**** PROVIDED RECORDS ****

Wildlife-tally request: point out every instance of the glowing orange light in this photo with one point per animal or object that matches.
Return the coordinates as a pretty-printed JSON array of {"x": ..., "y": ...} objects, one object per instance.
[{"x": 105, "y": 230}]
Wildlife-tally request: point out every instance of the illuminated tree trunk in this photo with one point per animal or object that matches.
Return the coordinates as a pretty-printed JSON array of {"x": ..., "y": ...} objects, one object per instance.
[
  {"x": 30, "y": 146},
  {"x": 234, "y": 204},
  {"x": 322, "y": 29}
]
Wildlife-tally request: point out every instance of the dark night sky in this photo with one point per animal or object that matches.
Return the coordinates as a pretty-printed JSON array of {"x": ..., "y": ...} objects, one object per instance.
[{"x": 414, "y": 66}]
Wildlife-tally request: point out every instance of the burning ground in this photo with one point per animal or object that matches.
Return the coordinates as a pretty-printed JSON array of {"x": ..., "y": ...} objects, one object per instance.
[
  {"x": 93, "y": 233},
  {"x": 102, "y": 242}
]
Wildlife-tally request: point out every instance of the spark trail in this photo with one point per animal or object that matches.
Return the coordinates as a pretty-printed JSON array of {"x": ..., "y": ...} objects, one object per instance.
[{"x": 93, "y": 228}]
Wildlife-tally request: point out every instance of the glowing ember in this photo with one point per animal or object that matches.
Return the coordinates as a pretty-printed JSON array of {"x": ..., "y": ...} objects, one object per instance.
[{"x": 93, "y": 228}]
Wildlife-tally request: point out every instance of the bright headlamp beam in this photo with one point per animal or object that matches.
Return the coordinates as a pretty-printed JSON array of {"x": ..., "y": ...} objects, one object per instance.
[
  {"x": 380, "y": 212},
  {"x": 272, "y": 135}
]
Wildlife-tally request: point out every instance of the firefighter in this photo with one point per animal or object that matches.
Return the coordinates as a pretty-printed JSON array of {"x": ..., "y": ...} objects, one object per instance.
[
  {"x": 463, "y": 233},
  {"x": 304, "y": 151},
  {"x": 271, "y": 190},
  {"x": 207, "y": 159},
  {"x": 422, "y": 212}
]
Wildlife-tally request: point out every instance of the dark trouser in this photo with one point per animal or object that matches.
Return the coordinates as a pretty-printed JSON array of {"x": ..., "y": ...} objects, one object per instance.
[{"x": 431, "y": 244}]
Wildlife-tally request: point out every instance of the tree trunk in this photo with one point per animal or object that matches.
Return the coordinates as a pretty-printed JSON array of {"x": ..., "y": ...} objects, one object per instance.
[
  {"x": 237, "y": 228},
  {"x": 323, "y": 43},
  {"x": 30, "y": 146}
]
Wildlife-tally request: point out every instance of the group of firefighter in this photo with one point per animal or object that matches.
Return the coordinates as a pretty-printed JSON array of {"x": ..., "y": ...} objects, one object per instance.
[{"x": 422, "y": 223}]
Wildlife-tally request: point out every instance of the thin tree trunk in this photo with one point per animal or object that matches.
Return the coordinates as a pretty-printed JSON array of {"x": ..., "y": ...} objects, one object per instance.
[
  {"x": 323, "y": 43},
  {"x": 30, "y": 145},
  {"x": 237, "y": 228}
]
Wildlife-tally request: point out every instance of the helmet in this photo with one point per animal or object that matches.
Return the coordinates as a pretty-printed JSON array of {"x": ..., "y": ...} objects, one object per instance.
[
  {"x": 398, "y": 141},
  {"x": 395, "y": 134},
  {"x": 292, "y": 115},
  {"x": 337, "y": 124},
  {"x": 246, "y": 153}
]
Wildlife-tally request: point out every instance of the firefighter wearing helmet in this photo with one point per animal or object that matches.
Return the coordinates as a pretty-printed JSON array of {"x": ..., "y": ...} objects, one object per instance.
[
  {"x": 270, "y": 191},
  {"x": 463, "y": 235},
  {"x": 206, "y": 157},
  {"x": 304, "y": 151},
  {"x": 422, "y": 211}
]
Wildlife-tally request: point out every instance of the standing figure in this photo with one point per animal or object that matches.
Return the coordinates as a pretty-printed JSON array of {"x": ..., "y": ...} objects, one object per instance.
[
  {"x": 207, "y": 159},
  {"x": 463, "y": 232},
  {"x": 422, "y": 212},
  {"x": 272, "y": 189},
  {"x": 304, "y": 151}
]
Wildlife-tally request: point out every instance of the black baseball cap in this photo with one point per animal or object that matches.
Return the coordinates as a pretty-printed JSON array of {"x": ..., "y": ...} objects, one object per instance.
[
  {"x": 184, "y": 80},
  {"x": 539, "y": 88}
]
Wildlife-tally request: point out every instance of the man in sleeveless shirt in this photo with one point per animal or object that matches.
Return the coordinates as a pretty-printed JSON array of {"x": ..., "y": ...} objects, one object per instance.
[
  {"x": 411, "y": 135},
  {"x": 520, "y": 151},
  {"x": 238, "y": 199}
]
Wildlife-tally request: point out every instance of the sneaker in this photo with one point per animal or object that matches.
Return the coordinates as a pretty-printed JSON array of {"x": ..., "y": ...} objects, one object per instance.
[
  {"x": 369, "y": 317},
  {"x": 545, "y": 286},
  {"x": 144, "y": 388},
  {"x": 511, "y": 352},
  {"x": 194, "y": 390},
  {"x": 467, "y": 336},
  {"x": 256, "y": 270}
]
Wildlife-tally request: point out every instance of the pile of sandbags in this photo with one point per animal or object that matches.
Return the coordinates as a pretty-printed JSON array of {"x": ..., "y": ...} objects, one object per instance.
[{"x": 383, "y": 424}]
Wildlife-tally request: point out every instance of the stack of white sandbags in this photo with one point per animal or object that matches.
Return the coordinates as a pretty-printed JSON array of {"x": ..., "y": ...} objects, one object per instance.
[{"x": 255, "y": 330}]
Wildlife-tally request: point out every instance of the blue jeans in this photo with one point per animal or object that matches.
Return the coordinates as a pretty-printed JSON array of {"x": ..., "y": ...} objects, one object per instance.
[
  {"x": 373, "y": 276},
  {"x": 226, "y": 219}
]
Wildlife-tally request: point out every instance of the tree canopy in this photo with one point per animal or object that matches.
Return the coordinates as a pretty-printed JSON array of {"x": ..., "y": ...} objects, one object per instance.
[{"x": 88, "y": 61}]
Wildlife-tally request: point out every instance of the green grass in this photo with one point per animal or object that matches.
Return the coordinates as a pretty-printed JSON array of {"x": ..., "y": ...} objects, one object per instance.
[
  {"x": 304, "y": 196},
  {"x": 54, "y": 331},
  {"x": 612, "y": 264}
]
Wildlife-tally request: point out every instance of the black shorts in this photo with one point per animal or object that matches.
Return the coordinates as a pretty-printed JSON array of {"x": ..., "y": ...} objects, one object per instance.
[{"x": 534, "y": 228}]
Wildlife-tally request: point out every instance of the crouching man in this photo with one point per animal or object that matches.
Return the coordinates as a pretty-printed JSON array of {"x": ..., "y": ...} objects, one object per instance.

****

● **WHAT YOU NEED TO DO**
Write out all the lines again, exactly as they are.

● **RESPONSE**
Wildlife-tally request: point out every instance of the glowing orange light in this photo with one point per animal or object that matches.
Return the coordinates as a pretty-printed JSON array of {"x": ..., "y": ...} objects, one object per instance.
[{"x": 105, "y": 230}]
Wildlife-tally request: point out every instance of the illuminated tree trunk in this photo with one point per animal or object that matches.
Return the coordinates as a pretty-printed JSON array of {"x": ..., "y": ...} objects, one object per instance.
[
  {"x": 30, "y": 146},
  {"x": 234, "y": 204},
  {"x": 322, "y": 29}
]
Wildlife-tally request: point out every instance of the dark night sky in this photo with one point per animal or object that matches.
Return the coordinates as a pretty-printed JSON array of {"x": ..., "y": ...} objects, one object per instance.
[{"x": 414, "y": 66}]
Wildlife-tally request: point out every instance of the burning ground in this photo with one point per animal or object that matches.
Return the coordinates as a pretty-printed JSON array of {"x": ..., "y": ...} objects, one object per instance.
[
  {"x": 93, "y": 233},
  {"x": 102, "y": 242}
]
Wildlife-tally request: point out every instance of the spark trail in this photo with one point per animal or object that matches.
Return the coordinates as a pretty-printed JSON array of {"x": ..., "y": ...} objects, one object per instance.
[{"x": 93, "y": 228}]
Wildlife-tally request: point out every instance of the glowing ember in this photo with one point per animal or object that matches.
Return the coordinates as a pretty-printed JSON array of {"x": ..., "y": ...} objects, one object per instance.
[{"x": 93, "y": 228}]
Wildlife-tally request: point out every instance of the bright headlamp beam in this photo with one point per animal or object that matches.
Return the coordinates as a pretty-printed JSON array of {"x": ..., "y": ...} objects, one object per instance.
[
  {"x": 380, "y": 212},
  {"x": 272, "y": 135}
]
Wildlife-tally request: point out every instance of the firefighter in this photo with one point per animal or object that matches.
Return the coordinates as a pretty-printed JSON array of {"x": ..., "y": ...} objects, one object per instance.
[
  {"x": 463, "y": 233},
  {"x": 304, "y": 151},
  {"x": 271, "y": 190},
  {"x": 207, "y": 159},
  {"x": 422, "y": 212}
]
Wildlife-tally request: point out every instance of the dark trouser in this photo with one point per animal or object that matches.
Return the coordinates as a pretty-printed JSON array of {"x": ..., "y": ...} objects, one object per instance.
[{"x": 431, "y": 244}]
Wildlife-tally request: point out every instance of the tree trunk in this photo with one point per animal or object that matches.
Return the coordinates as a pretty-printed JSON array of {"x": ..., "y": ...} objects, one object per instance.
[
  {"x": 237, "y": 228},
  {"x": 323, "y": 43},
  {"x": 30, "y": 146}
]
Wildlife-tally request: point out every instance of the group of firefighter in this photo with one point per animal or object that matches.
Return the coordinates as a pretty-printed JSON array of {"x": ..., "y": ...} objects, one object per instance.
[{"x": 422, "y": 223}]
Wildlife-tally request: point out every instance of the thin tree trunk in this photo with one point per animal or object that matches.
Return the coordinates as a pretty-printed JSON array of {"x": ..., "y": ...} objects, one object per instance.
[
  {"x": 323, "y": 43},
  {"x": 30, "y": 145},
  {"x": 237, "y": 228}
]
Wildlife-tally request: point out every instance of the helmet in this photo with one point per animal or object that matches.
Return the coordinates as a pretty-printed JSON array of {"x": ..., "y": ...} objects, one object per instance.
[
  {"x": 398, "y": 141},
  {"x": 395, "y": 134},
  {"x": 292, "y": 115},
  {"x": 337, "y": 124},
  {"x": 246, "y": 153}
]
Wildlife-tally request: point out every instance of the firefighter wearing helmet in this photo with one point per animal or object that matches.
Return the coordinates as a pretty-printed JSON array of {"x": ..., "y": ...} objects, one object per instance.
[
  {"x": 270, "y": 191},
  {"x": 463, "y": 235},
  {"x": 206, "y": 157},
  {"x": 304, "y": 151},
  {"x": 422, "y": 211}
]
Wildlife-tally request: point out every instance of the standing figure in this photo with one point per animal or object that matches.
Return the coordinates as a pretty-printed JSON array of {"x": ..., "y": ...} objects, one object per instance.
[
  {"x": 207, "y": 159},
  {"x": 463, "y": 232},
  {"x": 422, "y": 212},
  {"x": 272, "y": 189},
  {"x": 304, "y": 151}
]
Wildlife-tally request: point out every instance of the black baseball cap in this photo with one point per animal or object that matches.
Return the coordinates as a pretty-printed JSON array of {"x": ..., "y": ...} objects, one object per instance.
[
  {"x": 184, "y": 80},
  {"x": 539, "y": 88}
]
Wildlife-tally request: point out every instance of the man in sleeveless shirt in this photo with one point per animal or object that matches.
Return the coordinates as a pretty-printed JSON array of {"x": ..., "y": ...} objects, one object per instance.
[
  {"x": 411, "y": 135},
  {"x": 520, "y": 151},
  {"x": 238, "y": 199}
]
Wildlife-tally request: point out every instance of the sneaker in this photo with one point per animal or object that matches.
Return the coordinates as a pretty-printed JSON array of {"x": ..., "y": ...} objects, one object per instance.
[
  {"x": 369, "y": 317},
  {"x": 545, "y": 286},
  {"x": 144, "y": 388},
  {"x": 511, "y": 352},
  {"x": 194, "y": 390},
  {"x": 467, "y": 336},
  {"x": 256, "y": 270}
]
Wildlife-tally request: point out every instance of the pile of sandbags in this photo with one point per animal or object that matches.
Return the coordinates as a pretty-printed JSON array of {"x": ..., "y": ...} objects, one object per instance.
[{"x": 383, "y": 424}]
Wildlife-tally request: point out every instance of the stack of white sandbags in this photo with one point per animal or object that matches.
Return the coordinates as a pretty-printed JSON array of {"x": ..., "y": ...} objects, one object per instance.
[{"x": 255, "y": 330}]
Wildlife-tally request: point out every instance of the blue jeans in this photo with one point per animal or object that matches.
Return the coordinates as a pretty-printed JSON array of {"x": ..., "y": ...} objects, one object per instance.
[
  {"x": 373, "y": 276},
  {"x": 226, "y": 219}
]
Wildlife-tally request: point out every instance of the tree canopy in this photo with one point per animal or object that matches.
Return the coordinates as a pretty-printed JSON array of {"x": ..., "y": ...} objects, one object per instance.
[{"x": 88, "y": 61}]
Wildlife-tally request: point out every instance of the green grass in this photo with one point per animal or object that matches.
Return the coordinates as a pretty-printed JSON array of {"x": ..., "y": ...} objects, one object per instance.
[
  {"x": 304, "y": 196},
  {"x": 54, "y": 331},
  {"x": 612, "y": 264}
]
Wildlife-tally request: point out every instance of the black shorts in this photo with one point per animal or object that matches.
Return the coordinates as a pretty-printed JSON array of {"x": ..., "y": ...} objects, one object per instance.
[{"x": 534, "y": 228}]
Wildlife-tally request: point out every instance of the crouching man in this photo with one point per animal or object that matches.
Return the coordinates as a pretty-printed JSON array of {"x": ..., "y": ...} objects, one object per instance.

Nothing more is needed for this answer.